EXTRAIT DU DOCUMENT ->
○ ○ ○ ○ ○ ○ ○
Edito alter EGO
Dans les petites unités industrielles, on ne voyait pas les familles qui travaillaient quinze heures par jour, hommes, femmes, enfants à partir de quatre ans. Ils dormaient dans les ateliers, invisibles au passant. Les nécessités techniques requérant de grandes unités, les ouvriers dormant dehors, mourant dehors d'épuisement, sont devenus visibles. Des mesures de réduction des risques ont été prises, sous la pression conjuguée des premières corporations syndicales et des indignations humanitaires : on interdit le travail des enfants, on réduisit les journées de travail, on construisit des logements et des hôpitaux.
Il y eut la misère. Quand elle devint trop visible dans les grandes villes, on décida la combattre en lui déclarant la guerre, en emprisonnant les pauvres dans des prisons ou dans des asiles où ils devaient travailler pour vivre. Sous la pression conjuguée des mouvements sociaux et des organisations philanthropiques, on inventa la protection sociale, les logements accessibles, les écoles gratuites, les assurances sociales, les dispensaires de soins.
○ ○ ○ ○ ○ ○ ○
Entrées de repérage d'emplacements dans des images ->
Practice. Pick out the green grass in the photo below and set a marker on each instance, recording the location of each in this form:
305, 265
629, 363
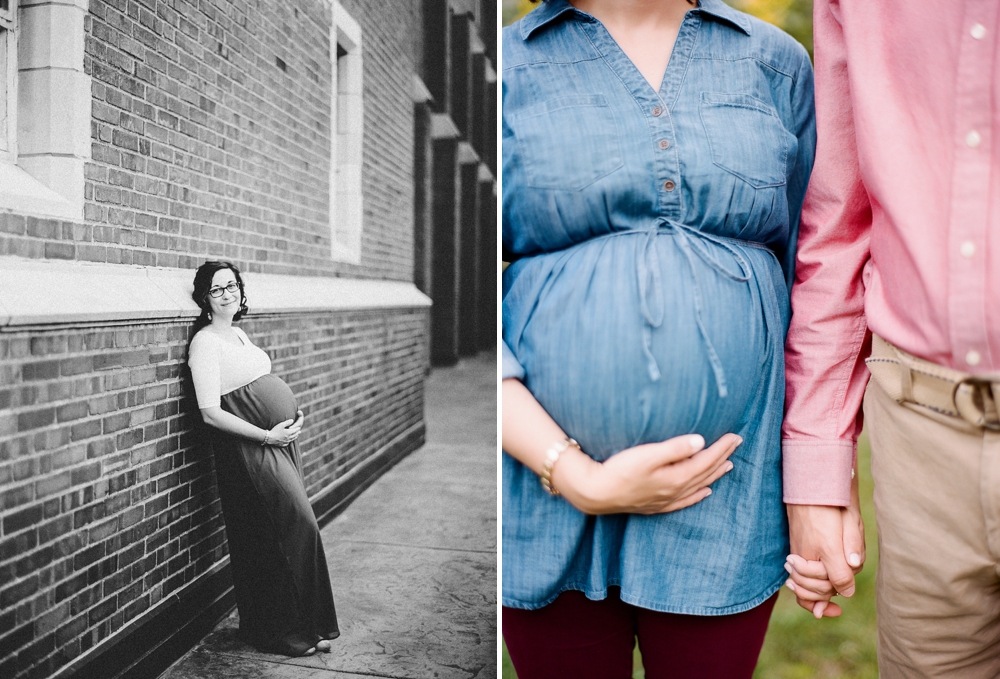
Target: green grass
799, 647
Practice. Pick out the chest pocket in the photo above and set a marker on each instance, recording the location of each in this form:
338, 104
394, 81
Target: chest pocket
567, 143
746, 137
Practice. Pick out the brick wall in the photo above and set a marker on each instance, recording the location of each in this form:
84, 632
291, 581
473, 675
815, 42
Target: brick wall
108, 497
210, 138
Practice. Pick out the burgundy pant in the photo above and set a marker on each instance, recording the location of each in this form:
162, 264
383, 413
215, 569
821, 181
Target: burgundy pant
577, 638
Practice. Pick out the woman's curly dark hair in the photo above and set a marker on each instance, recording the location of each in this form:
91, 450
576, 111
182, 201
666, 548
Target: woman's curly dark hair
203, 283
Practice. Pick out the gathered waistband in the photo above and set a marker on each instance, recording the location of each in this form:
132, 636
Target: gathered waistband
650, 282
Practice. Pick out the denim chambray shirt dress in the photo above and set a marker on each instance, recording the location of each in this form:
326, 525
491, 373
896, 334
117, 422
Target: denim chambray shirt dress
652, 240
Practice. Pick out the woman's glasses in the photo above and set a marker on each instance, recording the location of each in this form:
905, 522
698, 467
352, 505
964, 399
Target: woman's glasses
232, 287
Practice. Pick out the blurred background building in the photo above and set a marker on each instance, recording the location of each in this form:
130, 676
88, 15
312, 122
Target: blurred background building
342, 154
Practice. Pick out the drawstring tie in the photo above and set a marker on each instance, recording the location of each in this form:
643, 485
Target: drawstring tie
651, 287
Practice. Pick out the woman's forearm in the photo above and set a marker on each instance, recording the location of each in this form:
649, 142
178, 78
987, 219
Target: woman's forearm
230, 424
645, 479
527, 433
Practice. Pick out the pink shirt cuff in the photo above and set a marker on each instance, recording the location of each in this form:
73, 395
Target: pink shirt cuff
817, 472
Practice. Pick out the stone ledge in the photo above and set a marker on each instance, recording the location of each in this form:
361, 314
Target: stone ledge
○ ○ ○ ○ ○ ○ ○
TRAVAIL À FAIRE ->
a - Recopiez sans rien changer les lignes de données, de celle qui contient « Practice. Pick out the gathered » jusqu'à la dernière, toutes deux incluses.
b - Reprenez l'éditorial sur la misère ouvrière et poursuivez-le après sa dernière phrase.
L'éditorial sur la misère ouvrière et les lignes n'ont aucun lien entre eux.

RÉPONSES FOURNIES ->
a -
Practice. Pick out the gathered waistband in the photo above and set a marker on each instance, recording the location of each in this form:
132, 636
Target: gathered waistband
650, 282
Practice. Pick out the denim chambray shirt dress in the photo above and set a marker on each instance, recording the location of each in this form:
326, 525
491, 373
896, 334
117, 422
Target: denim chambray shirt dress
652, 240
Practice. Pick out the woman's glasses in the photo above and set a marker on each instance, recording the location of each in this form:
905, 522
698, 467
352, 505
964, 399
Target: woman's glasses
232, 287
Practice. Pick out the blurred background building in the photo above and set a marker on each instance, recording the location of each in this form:
130, 676
88, 15
312, 122
Target: blurred background building
342, 154
Practice. Pick out the drawstring tie in the photo above and set a marker on each instance, recording the location of each in this form:
643, 485
Target: drawstring tie
651, 287
Practice. Pick out the woman's forearm in the photo above and set a marker on each instance, recording the location of each in this form:
649, 142
178, 78
987, 219
Target: woman's forearm
230, 424
645, 479
527, 433
Practice. Pick out the pink shirt cuff in the photo above and set a marker on each instance, recording the location of each in this form:
73, 395
Target: pink shirt cuff
817, 472
Practice. Pick out the stone ledge in the photo above and set a marker on each instance, recording the location of each in this form:
361, 314
Target: stone ledge

b -
Il y eut la drogue. Boire un petit coup c'est agréable. Le gris que l'on prend dans ses doigts et qu'on roule. L'opium se fumait dans des établissements fermés. Le cannabis dans des soirées festives, l'alcool dans les cafés ou dans les salles à manger. Puis des consommateurs qui n'avaient pas de travail et pas de logement se mirent à consommer là où ils pouvaient, dans la rue, dans les couloirs des immeubles, le long des squares, sous les ponts de chemins de fer. Ils devinrent visibles et on déclara la guerre à la drogue.
La drogue devint le lieu de tous les maux, de tous les vices, de toutes les difficultés. Elle envahit tout, détruit et corrompt l'humanité, elle est l'arme principale dirigée contre les sociétés occidentales. On déclara la guerre à la drogue. Les résultats en sont connus. des milliards dépensés en vain, la vente et la consommation ne cessent d'augmenter.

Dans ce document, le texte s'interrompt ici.